▶ [EXTRACT]:
########################################
Because of the linearity of equations (there is no need for calculation of trigonometric functions or normalization of the axis vector) this is the fastest of all mentioned methods (it is about 3-times faster than precise version, depending on the used hardware). However, the main disadvantage is low accuracy, which constrains this algorithm for systems with high sampling frequency.

Figure 7 compares the fast and precise versions by their relative errors with respect to sampling frequency. Expression of rotation based on rotational matrices does not contain any singularities; therefore it is working with constant precision for every tilt. The advantage is also the quick algorithm of vector transformation. In order to maintain rotation matrix orthogonality, normalization is strongly recommended if fast version of the matrix-based algorithm is used. Shown results are computed after normalization in each step.

Figure 7. Errors of the matrix-based algorithms during simulated movement.

Figure 7. Errors of the matrix-based algorithms during simulated movement.

2.2. The Algorithm Based on the Integration of the Euler Angle Rates

Using this algorithm it is possible to avoid intermediate expression of rotation (e.g., by the matrix) and following need for conversion to Euler angles. The principle is shown in Figure 8. This version uses relation between angular velocity ω' measured in the coordinate system S' and time derivations of Euler angles (Euler angle rates):

$$\left[\begin{array}{c}\dot{\alpha }\\ \dot{\beta }\\ \dot{\gamma }\end{array}\right]=\left[\begin{array}{ccc}1& \frac{\sin \alpha \sin \beta }{\cos \beta }& \frac{\cos \alpha \sin \beta }{\cos \beta }\\ 0& \cos \alpha & -\sin \alpha \\ 0& \frac{\sin \alpha }{\cos \beta }& \frac{\cos \alpha }{\cos \beta }\end{array}\right]\cdot \left[\begin{array}{c}{{\omega }^{\prime }}_x\\ {{\omega }^{\prime }}_y\\ {{\omega }^{\prime }}_z\end{array}\right]$$

(34)
########################################
▶ [RECORD EXCERPTS]:
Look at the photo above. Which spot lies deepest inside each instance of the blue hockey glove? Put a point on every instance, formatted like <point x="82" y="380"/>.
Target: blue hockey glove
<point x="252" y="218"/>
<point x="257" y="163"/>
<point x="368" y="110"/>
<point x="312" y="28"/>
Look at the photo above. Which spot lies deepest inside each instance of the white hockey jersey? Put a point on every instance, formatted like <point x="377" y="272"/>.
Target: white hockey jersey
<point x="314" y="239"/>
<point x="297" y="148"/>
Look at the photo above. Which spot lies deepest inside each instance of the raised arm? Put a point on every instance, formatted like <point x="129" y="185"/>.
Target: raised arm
########################################
▶ [DIRECTION 1]: Summarize the passage on rotation algorithms in two sentences.
▶ [DIRECTION 2]: Copy the passage on rotation algorithms starting with "Because of the" and going on through "high sampling frequency.", and swap "low accuracy" for "limited precision".
The listing is separate material from the passage on rotation algorithms.

▶ [FINISHED ANSWER 1]: The fast method uses linear equations, so it is the quickest of the methods mentioned, about three times faster than the precise version. Its low accuracy limits it to systems with high sampling frequency, whereas the rotation-matrix approach has no singularities and keeps constant precision for every tilt.

▶ [FINISHED ANSWER 2]:
Because of the linearity of equations (there is no need for calculation of trigonometric functions or normalization of the axis vector) this is the fastest of all mentioned methods (it is about 3-times faster than precise version, depending on the used hardware). However, the main disadvantage is limited precision, which constrains this algorithm for systems with high sampling frequency.